What needs to be done:
Reproduce the listing below word for word, keeping every line.
==== Data shown ====
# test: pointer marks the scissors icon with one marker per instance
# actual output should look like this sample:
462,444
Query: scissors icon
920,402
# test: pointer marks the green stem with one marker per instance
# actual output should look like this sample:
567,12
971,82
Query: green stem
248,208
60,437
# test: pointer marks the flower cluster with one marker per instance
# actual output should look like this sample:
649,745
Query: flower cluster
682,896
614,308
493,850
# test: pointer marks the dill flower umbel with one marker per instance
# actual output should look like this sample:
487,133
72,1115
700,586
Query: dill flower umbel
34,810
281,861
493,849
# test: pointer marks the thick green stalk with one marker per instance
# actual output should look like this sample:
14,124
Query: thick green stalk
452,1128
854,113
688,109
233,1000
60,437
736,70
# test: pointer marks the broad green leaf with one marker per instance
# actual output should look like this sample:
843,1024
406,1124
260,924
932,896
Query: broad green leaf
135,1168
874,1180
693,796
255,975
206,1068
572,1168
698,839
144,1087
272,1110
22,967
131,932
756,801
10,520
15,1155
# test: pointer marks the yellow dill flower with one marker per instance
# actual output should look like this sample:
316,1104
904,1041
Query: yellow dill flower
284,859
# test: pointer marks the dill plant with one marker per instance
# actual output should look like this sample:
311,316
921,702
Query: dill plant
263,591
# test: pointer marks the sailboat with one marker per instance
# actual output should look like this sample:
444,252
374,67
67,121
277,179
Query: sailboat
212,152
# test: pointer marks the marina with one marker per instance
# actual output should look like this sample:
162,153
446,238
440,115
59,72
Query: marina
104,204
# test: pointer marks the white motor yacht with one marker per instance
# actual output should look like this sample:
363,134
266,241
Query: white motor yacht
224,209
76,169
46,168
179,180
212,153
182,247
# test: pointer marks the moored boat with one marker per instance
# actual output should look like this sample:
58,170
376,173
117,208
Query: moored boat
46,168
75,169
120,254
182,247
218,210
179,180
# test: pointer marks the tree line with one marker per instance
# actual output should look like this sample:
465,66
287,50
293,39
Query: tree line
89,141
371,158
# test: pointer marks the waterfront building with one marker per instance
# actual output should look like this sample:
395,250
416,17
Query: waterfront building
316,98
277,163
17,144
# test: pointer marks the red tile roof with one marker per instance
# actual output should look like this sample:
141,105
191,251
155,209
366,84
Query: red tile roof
====
Written solution:
# test: pointer marks the scissors icon with one marker per instance
# actual output should look like this sample:
462,444
Query: scissors icon
920,402
# test: pointer marks the green stem with one marker per instance
# actual output should look like this sample:
567,12
971,82
Query: green stem
248,208
60,437
# test: pointer marks the flower cluster with one marker per instance
# actual output should look like this sample:
649,745
Query: flower cluster
682,896
614,308
493,850
# test: pointer marks the dill flower umbel with one marker per instance
# actual output should look like this sample:
487,133
72,1115
700,586
Query: dill flower umbel
34,810
281,861
493,849
# test: pointer marks the thick green stalk with one marker per instance
# actual output should look like this sample:
14,124
Query: thick green stalk
452,1128
854,113
688,109
233,1000
60,437
736,70
# test: pointer marks the broad green leaf with one marker per instance
# actual output should look like this sample:
843,1024
406,1124
260,924
932,896
Query: broad green leaf
135,1168
874,1180
693,796
255,975
206,1068
572,1168
698,839
144,1087
272,1110
22,967
131,932
756,801
10,520
15,1155
# test: pointer marks the yellow dill flower with one marker per instance
# actual output should look like this sample:
316,1104
904,1041
Query: yellow dill flower
284,859
# test: pointer marks the dill plant with one marker per instance
# actual output should look like this sample:
311,316
921,702
Query: dill plant
263,591
# test: pointer marks the sailboat with one marker per instance
# actual output should look like this sample:
444,252
374,67
67,121
277,179
Query: sailboat
212,152
# test: pointer marks the marina with one marker per instance
# actual output should look like this sample:
162,153
446,238
440,115
59,72
Query: marina
104,204
# test: pointer marks the white motor yacht with one marker per instance
# actual output should look like this sample:
363,134
266,241
Query: white motor yacht
224,209
76,169
46,168
179,180
212,153
182,247
# test: pointer marks the moored boat with one marker per instance
# actual output should look like this sample:
58,170
376,173
117,208
Query: moored boat
46,168
75,169
120,254
182,247
218,210
179,180
# test: pointer marks the tree line with one marker per instance
# actual output should look like this sample:
465,66
287,50
293,39
Query: tree line
89,141
371,158
# test: pointer marks the waterfront building with one marker per instance
# actual output should look like this sample:
395,250
416,17
Query: waterfront building
316,98
277,163
17,144
# test: pointer marks the red tile roof with one marker per instance
# actual output should look like this sample:
141,105
191,251
155,209
366,84
Query: red tile roof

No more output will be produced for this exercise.